Cheat Sheet: How To Work with Hive Functions in Hadoop
Just a couple of weeks ago we published our simple SQL to Hive Cheat Sheet. That has proven immensely popular with a lot of folk to understand the basics of querying with Hive. Our friends at Qubole were kind enough to work with us to extend and enhance the original cheat sheet with more advanced features of Hive: User Defined Functions (UDF). In this post, Gil Allouche of Qubole takes us from the basics of Hive through to getting started with more advanced uses, which we’ve compiled into another cheat sheet you can download here.
The original SQL to Hive cheat sheet is a great resource for anyone with SQL (Structured Query Language) skills to get started with Hive. It illustrates how similar HiveQL (Hive Query Language) is to the SQL-92 standard. Consequently, everyone with SQL experience can use Hive for big data analytics and ETL (Extract, Transform, Load) immediately.

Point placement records
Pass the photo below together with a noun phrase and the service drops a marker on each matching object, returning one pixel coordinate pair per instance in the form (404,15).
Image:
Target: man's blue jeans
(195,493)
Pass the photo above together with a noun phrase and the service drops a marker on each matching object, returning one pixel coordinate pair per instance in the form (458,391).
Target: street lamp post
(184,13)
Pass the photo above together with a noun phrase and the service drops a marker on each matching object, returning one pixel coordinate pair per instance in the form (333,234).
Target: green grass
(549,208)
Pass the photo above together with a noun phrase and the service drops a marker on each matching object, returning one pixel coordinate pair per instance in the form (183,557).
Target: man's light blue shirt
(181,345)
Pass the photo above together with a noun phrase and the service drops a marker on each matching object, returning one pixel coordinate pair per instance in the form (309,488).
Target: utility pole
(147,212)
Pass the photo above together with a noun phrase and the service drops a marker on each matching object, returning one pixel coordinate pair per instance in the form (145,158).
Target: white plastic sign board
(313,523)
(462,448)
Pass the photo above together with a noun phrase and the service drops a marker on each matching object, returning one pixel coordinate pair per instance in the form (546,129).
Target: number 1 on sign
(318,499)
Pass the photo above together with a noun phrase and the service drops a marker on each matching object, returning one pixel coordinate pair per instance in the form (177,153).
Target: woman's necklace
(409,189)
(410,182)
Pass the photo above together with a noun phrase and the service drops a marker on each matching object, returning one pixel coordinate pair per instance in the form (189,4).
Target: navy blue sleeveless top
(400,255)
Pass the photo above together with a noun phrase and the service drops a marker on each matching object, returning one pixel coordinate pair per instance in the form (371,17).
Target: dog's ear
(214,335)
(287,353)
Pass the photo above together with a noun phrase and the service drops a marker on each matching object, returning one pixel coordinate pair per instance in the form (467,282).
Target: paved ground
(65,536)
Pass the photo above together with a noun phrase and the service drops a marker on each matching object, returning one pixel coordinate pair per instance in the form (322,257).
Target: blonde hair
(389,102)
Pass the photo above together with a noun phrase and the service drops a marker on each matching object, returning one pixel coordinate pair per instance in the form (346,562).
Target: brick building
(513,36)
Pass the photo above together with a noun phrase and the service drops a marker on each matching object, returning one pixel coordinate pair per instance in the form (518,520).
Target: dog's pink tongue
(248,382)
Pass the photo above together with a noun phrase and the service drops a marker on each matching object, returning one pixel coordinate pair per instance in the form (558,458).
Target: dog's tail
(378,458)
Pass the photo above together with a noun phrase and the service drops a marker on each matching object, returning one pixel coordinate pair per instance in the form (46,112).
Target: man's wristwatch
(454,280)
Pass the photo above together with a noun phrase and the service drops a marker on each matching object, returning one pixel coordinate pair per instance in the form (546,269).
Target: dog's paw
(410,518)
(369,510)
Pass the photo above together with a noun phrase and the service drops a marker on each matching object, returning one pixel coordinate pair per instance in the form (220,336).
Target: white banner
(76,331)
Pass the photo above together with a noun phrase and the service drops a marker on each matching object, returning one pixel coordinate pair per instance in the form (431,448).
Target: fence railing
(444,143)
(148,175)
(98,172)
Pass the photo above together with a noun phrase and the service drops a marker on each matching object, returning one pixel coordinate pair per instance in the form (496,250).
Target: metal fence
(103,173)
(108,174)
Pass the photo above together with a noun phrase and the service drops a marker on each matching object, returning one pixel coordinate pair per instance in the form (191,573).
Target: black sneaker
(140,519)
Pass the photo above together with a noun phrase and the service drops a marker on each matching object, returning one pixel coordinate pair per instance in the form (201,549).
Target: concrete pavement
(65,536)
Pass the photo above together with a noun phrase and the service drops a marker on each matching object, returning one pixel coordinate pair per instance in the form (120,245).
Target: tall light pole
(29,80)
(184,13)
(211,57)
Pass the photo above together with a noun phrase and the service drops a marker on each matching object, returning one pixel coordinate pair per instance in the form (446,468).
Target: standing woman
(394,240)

• _Written request 1_: Reproduce the part of the Hive cheat sheet text between "The original SQL" and "Transform, Load) immediately.", inclusive.
• _Written request 2_: Write what comes next in the Hive cheat sheet text, starting after its last sentence.
The records were drawn from a separate source.

• _Output 1_:
The original SQL to Hive cheat sheet is a great resource for anyone with SQL (Structured Query Language) skills to get started with Hive. It illustrates how similar HiveQL (Hive Query Language) is to the SQL-92 standard. Consequently, everyone with SQL experience can use Hive for big data analytics and ETL (Extract, Transform, Load) immediately.

• _Output 2_:
Of course, some differences between SQL and HiveQL remain and our friends at Hortonworks and the wider community are working on closing the last gaps between SQL and HiveQL. This work is part of the Stinger Initiative to speedup Hive 100x to make big data analytics interactive and easy to use. For example, the most recent Hive version, 0.11, introduced further improvements supporting windowing functions (OVER, RANK, …), the DECIMAL data type, and the ORC data format.
The great extent to which SQL is supported by Hive makes most queries exchangeable with none or only minor adjustments. This includes the important string, mathematical, date, and aggregation functions. Hive furthermore adds some non-SQL functions especially around string operations and is also highly extendable.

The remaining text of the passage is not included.